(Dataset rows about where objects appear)
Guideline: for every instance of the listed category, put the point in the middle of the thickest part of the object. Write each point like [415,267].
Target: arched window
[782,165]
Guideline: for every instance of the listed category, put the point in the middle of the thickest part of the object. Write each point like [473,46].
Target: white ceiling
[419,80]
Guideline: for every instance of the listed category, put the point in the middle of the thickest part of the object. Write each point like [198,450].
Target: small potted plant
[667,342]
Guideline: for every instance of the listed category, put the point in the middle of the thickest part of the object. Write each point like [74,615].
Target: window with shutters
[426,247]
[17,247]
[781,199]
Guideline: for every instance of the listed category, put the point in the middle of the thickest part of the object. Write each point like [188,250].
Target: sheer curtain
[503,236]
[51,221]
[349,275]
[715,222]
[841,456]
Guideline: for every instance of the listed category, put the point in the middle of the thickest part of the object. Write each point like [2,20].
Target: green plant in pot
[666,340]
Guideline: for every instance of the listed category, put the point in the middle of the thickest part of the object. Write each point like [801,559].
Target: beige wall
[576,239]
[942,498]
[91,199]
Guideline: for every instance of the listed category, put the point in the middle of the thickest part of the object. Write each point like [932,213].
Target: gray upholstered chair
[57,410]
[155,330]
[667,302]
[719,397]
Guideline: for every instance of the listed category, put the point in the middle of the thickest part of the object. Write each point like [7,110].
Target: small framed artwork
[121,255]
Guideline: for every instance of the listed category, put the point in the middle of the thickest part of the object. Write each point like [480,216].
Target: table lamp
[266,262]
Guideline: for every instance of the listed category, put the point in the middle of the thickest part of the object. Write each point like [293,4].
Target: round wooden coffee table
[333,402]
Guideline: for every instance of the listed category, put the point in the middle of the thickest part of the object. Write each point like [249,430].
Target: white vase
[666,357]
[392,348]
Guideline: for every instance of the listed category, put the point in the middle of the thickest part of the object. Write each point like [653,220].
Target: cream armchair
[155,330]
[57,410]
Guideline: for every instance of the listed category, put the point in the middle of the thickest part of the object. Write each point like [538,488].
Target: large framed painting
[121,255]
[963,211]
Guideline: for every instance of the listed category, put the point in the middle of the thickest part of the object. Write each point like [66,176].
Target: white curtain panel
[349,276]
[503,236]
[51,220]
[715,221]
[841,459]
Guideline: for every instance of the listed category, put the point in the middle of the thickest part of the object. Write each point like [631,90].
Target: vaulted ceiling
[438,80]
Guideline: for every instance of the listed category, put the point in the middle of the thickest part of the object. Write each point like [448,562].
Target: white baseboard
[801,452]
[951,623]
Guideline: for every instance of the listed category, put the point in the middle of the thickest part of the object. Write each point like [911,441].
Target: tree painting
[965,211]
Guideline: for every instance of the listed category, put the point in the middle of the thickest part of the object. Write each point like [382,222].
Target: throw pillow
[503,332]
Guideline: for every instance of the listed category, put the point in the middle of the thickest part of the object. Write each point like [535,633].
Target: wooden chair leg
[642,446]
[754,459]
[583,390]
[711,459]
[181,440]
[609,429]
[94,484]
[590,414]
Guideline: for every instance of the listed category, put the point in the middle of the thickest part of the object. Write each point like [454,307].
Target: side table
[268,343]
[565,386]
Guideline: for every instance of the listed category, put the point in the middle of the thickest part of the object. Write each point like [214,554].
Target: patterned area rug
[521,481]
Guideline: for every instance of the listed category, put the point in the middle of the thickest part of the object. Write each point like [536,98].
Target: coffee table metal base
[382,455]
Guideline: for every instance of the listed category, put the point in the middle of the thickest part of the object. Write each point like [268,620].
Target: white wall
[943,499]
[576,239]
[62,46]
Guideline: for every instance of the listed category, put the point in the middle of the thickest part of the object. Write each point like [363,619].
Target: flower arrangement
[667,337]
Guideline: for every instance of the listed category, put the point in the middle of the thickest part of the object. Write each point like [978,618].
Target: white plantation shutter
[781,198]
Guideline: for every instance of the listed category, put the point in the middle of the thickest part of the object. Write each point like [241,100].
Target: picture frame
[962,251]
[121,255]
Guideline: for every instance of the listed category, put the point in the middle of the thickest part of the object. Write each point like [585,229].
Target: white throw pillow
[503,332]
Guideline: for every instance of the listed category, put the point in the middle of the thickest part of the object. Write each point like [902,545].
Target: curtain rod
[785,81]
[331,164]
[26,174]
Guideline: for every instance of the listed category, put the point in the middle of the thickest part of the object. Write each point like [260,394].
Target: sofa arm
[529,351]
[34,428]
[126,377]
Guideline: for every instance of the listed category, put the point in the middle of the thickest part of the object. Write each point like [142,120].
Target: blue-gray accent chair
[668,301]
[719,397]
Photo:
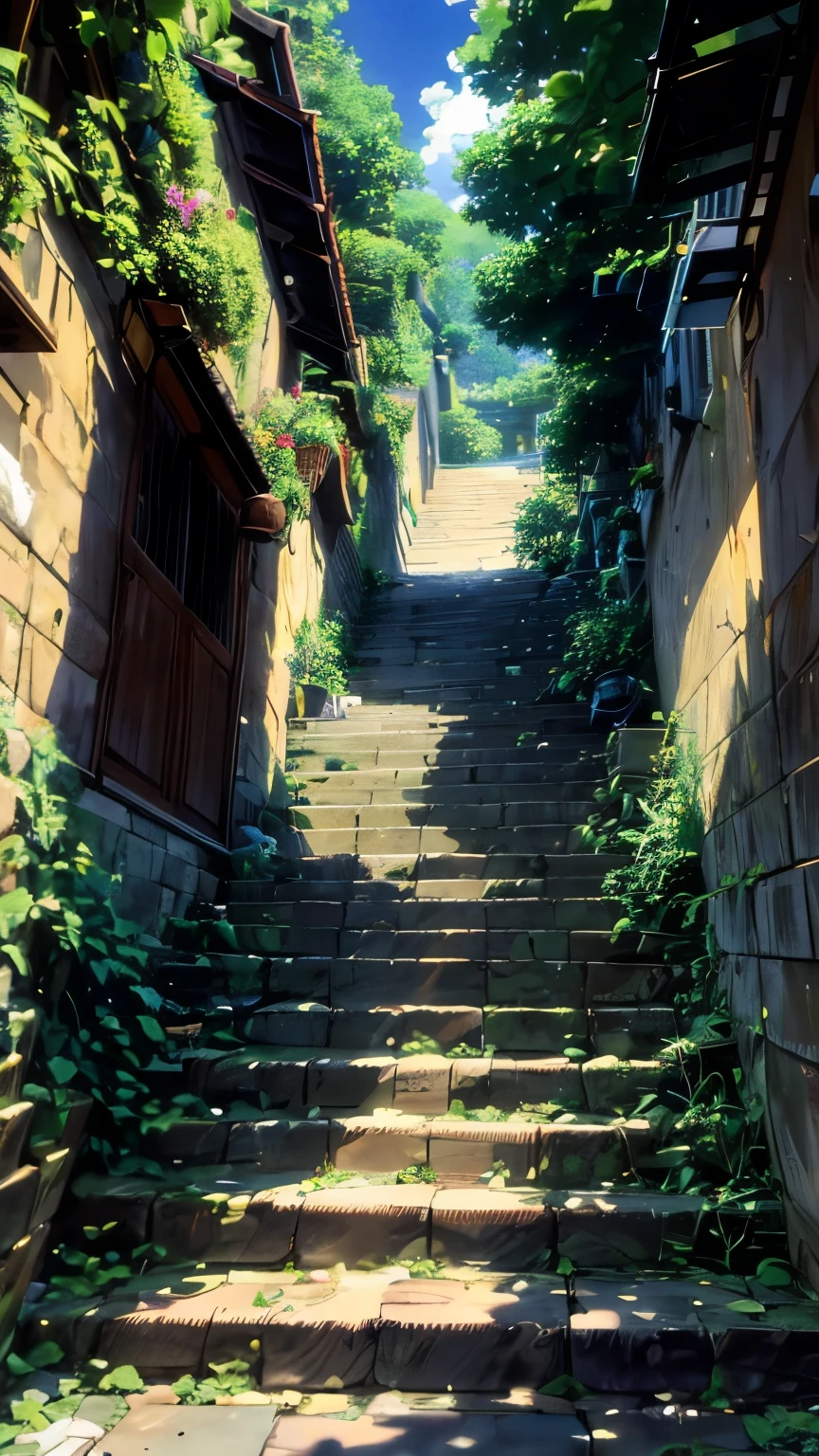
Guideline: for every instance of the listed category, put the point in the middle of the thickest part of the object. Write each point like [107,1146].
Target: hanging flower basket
[263,519]
[311,464]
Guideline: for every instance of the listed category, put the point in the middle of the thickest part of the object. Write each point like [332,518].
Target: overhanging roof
[708,277]
[279,154]
[708,86]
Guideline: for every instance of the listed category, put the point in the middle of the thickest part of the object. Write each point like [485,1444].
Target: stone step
[610,989]
[464,1331]
[295,1079]
[430,750]
[460,865]
[542,1024]
[491,782]
[423,839]
[566,887]
[320,791]
[410,915]
[363,1222]
[469,944]
[538,812]
[551,1155]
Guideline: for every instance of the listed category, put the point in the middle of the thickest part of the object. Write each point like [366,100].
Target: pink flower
[187,211]
[176,198]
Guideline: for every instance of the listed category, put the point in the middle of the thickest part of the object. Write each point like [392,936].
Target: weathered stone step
[422,839]
[295,1079]
[553,1155]
[491,1331]
[442,815]
[557,1018]
[520,915]
[430,750]
[491,781]
[366,1222]
[566,887]
[384,944]
[320,791]
[460,865]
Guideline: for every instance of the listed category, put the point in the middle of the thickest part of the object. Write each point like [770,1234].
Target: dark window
[186,527]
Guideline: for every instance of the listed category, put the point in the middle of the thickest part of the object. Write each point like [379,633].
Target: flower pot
[615,700]
[311,464]
[263,519]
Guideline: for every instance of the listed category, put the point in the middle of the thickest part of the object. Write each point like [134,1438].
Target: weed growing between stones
[708,1114]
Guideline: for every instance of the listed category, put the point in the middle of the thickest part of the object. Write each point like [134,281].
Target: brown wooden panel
[208,733]
[143,686]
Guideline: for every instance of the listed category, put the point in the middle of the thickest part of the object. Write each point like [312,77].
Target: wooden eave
[701,122]
[22,331]
[157,344]
[282,160]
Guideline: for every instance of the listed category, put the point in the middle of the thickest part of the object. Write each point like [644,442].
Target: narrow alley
[426,1184]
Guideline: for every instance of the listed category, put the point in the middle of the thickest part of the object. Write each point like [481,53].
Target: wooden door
[173,695]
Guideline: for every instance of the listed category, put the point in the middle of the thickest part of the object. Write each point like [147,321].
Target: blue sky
[406,46]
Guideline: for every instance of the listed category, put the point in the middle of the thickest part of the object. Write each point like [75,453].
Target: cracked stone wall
[735,589]
[67,429]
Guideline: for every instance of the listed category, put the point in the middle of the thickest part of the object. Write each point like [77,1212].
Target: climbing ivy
[82,967]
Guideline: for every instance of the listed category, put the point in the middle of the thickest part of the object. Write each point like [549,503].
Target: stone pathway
[442,1031]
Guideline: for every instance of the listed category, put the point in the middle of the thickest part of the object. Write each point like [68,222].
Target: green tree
[554,176]
[465,439]
[358,132]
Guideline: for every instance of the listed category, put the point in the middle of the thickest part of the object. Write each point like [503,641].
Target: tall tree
[554,178]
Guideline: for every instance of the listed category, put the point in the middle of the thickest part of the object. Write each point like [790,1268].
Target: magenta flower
[176,198]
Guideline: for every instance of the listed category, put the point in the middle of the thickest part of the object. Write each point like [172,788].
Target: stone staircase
[423,1181]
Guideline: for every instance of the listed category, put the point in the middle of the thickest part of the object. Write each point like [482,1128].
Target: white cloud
[456,118]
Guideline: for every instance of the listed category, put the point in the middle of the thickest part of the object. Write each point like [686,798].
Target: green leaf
[124,1379]
[62,1069]
[16,1366]
[15,907]
[564,84]
[10,62]
[759,1430]
[152,1028]
[774,1274]
[156,46]
[44,1355]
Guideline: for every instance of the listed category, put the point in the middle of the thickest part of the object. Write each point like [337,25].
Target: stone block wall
[735,590]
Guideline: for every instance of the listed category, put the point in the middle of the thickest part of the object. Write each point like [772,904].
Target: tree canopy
[554,176]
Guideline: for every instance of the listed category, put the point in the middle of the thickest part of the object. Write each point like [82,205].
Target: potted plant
[318,663]
[308,421]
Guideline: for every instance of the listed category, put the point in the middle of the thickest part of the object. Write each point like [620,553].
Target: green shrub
[277,426]
[465,439]
[377,271]
[406,357]
[604,635]
[320,652]
[531,386]
[667,842]
[544,527]
[213,269]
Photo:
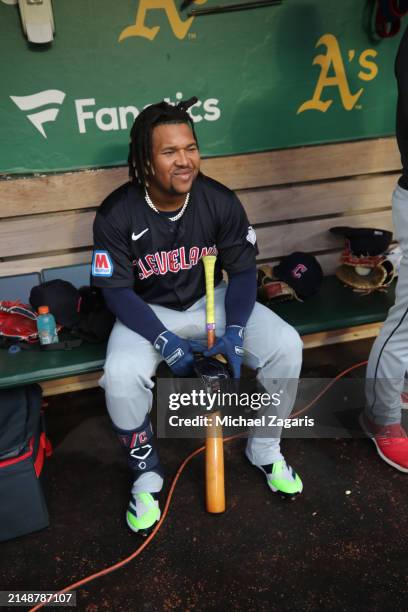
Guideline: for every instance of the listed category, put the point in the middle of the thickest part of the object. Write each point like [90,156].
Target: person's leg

What is asked —
Copy every line from the one containing "point like [337,25]." through the last of the lines, including both ends, without altering anything. Leave the pictures out of your copy.

Response —
Guideline: for every instance of the listed category, put the point in the middle of the thickest part of the object. Write each point like [337,25].
Target: stone block wall
[735,590]
Guideline: for every instance of the listed category, put the point in the middle of the thickest part of the object. Write each point like [772,904].
Target: tree canopy
[554,176]
Guideline: for every instance of the listed category, put the point in the middle of the thickest part of the object. Write each point like [82,205].
Target: potted plant
[318,663]
[308,421]
Guideline: for every instance of the listed category, put the point in the middle of the thickest part of the object. Write each point like [620,553].
Target: green shrub
[277,426]
[465,439]
[377,271]
[406,357]
[604,635]
[320,652]
[531,386]
[667,842]
[544,527]
[213,269]
Photo:
Guideline: for every instance of the listed category, put the point in the middle of the thickest part of the object. Write each point like [90,156].
Target: person's leg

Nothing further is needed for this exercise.